THE TASK:
Extract precisely the lines that run from the line containing "Indicate one point per instance of the villa" to the end of the records below, with both ends included and pictures omitted.

═════ PROVIDED RECORDS

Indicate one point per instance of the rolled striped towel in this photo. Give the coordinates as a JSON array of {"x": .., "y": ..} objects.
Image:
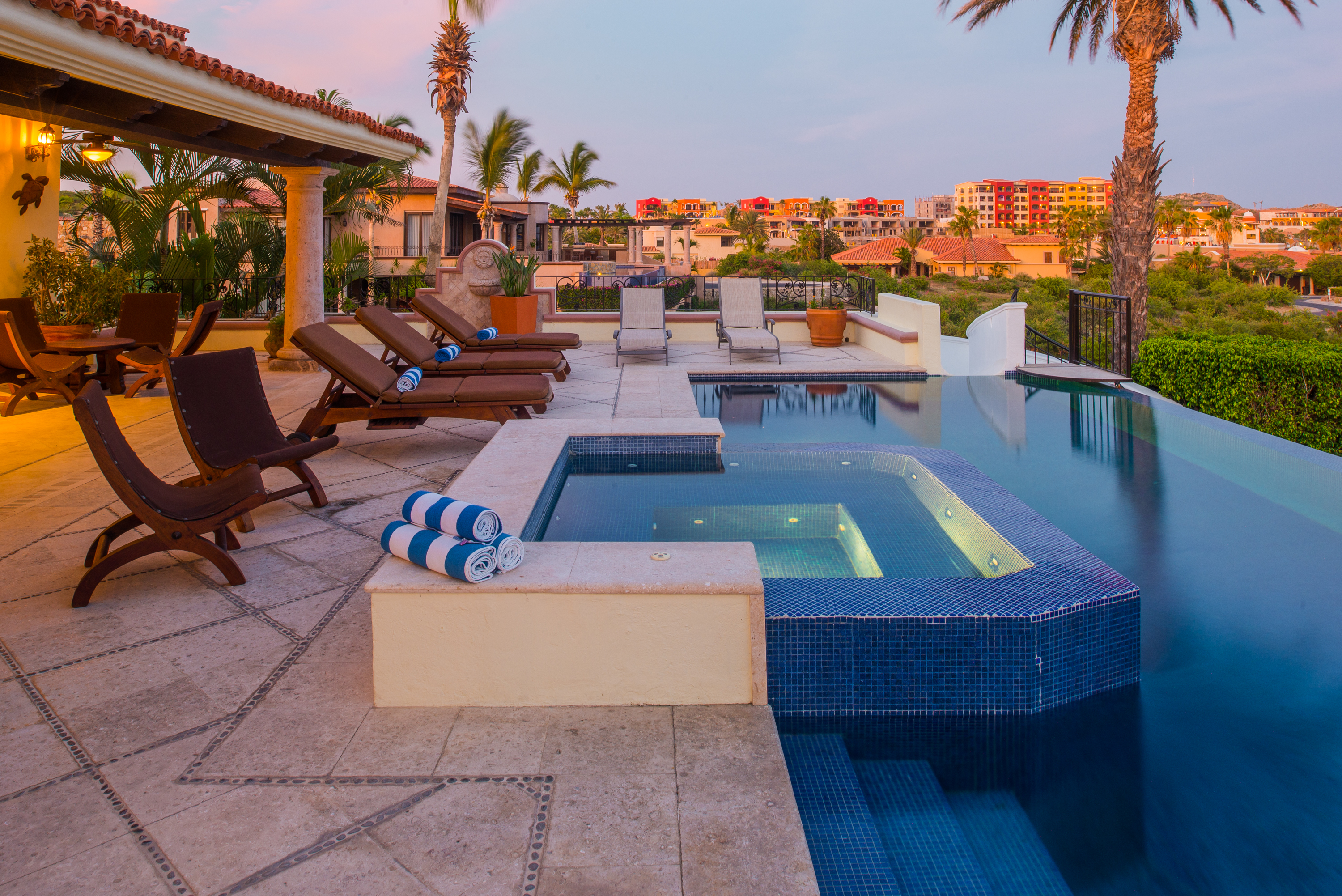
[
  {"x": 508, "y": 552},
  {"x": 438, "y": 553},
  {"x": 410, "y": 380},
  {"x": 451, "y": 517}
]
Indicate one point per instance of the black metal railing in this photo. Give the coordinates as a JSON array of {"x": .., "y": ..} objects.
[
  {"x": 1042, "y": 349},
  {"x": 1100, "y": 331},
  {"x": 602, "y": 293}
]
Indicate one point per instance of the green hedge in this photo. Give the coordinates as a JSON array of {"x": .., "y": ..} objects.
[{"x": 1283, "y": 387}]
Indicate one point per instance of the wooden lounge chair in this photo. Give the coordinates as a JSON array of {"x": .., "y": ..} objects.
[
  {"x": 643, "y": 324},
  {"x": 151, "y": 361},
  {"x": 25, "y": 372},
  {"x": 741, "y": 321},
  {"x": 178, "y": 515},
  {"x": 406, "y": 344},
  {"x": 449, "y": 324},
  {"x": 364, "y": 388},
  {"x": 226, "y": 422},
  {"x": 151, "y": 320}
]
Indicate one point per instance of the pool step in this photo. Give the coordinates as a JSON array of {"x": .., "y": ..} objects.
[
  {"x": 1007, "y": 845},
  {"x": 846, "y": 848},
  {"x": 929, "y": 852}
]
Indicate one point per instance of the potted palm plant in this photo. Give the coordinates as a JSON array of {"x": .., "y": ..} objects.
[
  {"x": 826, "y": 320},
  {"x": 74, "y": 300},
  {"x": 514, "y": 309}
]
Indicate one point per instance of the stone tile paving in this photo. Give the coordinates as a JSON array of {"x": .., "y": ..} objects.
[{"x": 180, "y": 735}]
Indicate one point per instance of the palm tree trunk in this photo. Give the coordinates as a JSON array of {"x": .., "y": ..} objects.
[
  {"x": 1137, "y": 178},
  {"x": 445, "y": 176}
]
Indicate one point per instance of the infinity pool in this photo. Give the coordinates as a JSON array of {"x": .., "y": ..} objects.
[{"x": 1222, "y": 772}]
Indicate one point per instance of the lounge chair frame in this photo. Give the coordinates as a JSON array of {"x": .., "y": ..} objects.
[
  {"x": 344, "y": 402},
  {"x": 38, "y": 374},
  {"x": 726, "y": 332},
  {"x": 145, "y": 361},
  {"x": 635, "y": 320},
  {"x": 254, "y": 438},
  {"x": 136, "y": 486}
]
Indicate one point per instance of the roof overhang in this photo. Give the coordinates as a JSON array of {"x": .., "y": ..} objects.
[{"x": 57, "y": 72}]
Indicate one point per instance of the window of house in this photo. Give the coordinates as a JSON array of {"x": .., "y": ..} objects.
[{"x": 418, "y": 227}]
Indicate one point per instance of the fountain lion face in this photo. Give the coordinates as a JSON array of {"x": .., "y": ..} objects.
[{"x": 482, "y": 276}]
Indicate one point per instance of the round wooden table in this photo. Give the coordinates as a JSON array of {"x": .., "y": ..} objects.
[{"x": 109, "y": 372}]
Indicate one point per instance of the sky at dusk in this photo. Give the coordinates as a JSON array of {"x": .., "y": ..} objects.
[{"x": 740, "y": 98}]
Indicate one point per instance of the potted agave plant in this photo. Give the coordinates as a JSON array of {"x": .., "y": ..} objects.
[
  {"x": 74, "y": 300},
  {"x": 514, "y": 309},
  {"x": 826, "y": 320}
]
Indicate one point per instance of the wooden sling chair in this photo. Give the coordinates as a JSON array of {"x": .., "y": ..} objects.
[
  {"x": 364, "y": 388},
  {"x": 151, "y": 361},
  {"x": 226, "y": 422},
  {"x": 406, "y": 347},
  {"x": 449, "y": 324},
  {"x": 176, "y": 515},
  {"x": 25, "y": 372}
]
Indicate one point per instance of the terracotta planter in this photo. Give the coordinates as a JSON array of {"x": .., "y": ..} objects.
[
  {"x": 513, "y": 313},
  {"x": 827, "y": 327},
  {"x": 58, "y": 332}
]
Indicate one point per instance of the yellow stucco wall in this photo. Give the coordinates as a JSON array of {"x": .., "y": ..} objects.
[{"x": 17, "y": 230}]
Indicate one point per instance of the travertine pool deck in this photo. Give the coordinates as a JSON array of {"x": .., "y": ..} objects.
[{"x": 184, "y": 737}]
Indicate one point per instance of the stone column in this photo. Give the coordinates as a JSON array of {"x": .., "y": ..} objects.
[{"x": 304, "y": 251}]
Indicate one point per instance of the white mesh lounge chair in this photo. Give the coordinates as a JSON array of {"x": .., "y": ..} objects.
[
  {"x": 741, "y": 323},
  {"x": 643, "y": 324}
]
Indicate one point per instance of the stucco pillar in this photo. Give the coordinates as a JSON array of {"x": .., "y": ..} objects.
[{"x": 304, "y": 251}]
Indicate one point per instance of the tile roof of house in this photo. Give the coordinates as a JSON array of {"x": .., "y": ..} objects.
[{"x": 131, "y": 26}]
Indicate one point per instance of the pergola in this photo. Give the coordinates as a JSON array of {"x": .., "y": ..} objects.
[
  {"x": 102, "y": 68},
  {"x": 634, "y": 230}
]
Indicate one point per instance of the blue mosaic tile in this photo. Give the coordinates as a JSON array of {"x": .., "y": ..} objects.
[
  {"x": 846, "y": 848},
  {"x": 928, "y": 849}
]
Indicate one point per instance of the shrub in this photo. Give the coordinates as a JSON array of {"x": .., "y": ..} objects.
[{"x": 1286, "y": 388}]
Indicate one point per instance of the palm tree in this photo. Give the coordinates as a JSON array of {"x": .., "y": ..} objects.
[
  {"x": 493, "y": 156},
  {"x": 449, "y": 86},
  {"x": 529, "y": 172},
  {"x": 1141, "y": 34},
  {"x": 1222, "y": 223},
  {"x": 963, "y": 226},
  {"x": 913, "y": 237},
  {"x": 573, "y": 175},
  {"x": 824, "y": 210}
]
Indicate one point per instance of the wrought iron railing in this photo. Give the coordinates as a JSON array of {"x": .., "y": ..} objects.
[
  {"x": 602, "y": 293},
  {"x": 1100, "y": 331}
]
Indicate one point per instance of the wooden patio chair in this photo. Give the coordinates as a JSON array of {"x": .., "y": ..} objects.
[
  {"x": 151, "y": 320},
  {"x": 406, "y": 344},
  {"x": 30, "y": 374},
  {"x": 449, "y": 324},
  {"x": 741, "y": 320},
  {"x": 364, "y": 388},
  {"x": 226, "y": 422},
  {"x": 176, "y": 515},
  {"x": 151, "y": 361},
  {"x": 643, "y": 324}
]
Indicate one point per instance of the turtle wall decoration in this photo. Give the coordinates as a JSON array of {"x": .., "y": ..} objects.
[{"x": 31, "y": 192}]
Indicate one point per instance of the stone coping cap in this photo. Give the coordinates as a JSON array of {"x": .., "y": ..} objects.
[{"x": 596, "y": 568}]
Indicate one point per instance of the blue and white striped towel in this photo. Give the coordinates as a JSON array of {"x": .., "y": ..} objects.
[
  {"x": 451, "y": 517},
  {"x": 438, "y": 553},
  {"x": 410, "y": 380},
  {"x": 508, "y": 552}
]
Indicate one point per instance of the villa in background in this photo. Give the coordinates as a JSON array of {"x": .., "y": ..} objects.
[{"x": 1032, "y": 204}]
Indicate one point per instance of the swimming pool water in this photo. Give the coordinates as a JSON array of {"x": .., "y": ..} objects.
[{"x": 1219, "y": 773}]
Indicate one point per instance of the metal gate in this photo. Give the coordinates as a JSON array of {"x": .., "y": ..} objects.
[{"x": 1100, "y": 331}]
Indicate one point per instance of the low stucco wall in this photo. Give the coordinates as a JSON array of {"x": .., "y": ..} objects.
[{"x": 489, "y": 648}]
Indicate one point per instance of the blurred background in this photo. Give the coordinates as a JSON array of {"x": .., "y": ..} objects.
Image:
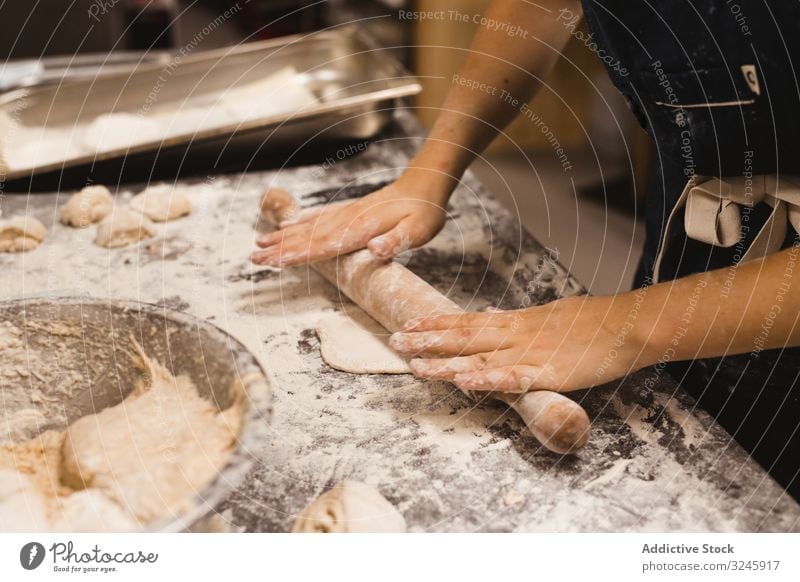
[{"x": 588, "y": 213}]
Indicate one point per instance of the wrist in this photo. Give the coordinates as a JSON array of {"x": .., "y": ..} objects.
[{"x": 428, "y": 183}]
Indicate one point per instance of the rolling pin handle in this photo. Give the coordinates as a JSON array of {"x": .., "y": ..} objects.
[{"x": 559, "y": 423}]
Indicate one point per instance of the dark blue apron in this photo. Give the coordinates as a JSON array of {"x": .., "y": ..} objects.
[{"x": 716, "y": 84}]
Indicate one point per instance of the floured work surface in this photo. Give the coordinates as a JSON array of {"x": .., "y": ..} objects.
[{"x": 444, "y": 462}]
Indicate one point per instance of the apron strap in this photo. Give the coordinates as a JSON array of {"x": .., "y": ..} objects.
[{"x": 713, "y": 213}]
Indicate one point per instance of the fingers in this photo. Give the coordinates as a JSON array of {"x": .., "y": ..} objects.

══════════

RESULT OF THE EXERCISE:
Indicate one point per instance of the villa in background in this photo. Give the coordinates as a JSON array of {"x": .., "y": ..} objects.
[{"x": 1032, "y": 204}]
Indicate one point per instance of the swimming pool water in this photo. Give the coordinates as a JSON array of {"x": .., "y": ..} objects.
[{"x": 1219, "y": 773}]
Indicate one point per instance of the metal gate in this photo. Give the coordinates as a JSON array of {"x": .., "y": ..} objects.
[{"x": 1100, "y": 331}]
Indicate one point per instance of the low stucco wall in this photo. Give the coordinates as a JSON array of {"x": .., "y": ..} objects.
[{"x": 489, "y": 648}]
Indicate one point per instance of the blurred background in this photo. Give the coordinates as a JSON array of {"x": .., "y": ..} objects.
Image:
[{"x": 588, "y": 213}]
Indicate one point per instance of the wrist in this photo. Give the coordinates as a JSON array of {"x": .., "y": ..} objects.
[{"x": 428, "y": 183}]
Indicate one point per instance of the rolling pin handle in this photo. Give the coordinates as a JSON array of {"x": .., "y": ..} objects.
[{"x": 559, "y": 423}]
Indicate one point per instance of the dark blue apron in this photo. Give the coordinates as a JSON array of {"x": .., "y": ..} objects.
[{"x": 716, "y": 84}]
Indicate one point per instance of the floured work surface in this photo. Give the coordinates as a JSON array of {"x": .., "y": ..} objects.
[{"x": 444, "y": 462}]
Indicate one point per instance of the apron strap in this photo. Give the coordinates as a JSON array of {"x": .., "y": ..} objects.
[{"x": 713, "y": 213}]
Indicate one point per instance of the fingers in this photo. Give the coordinates as a JSON array of {"x": .., "y": ..} objects.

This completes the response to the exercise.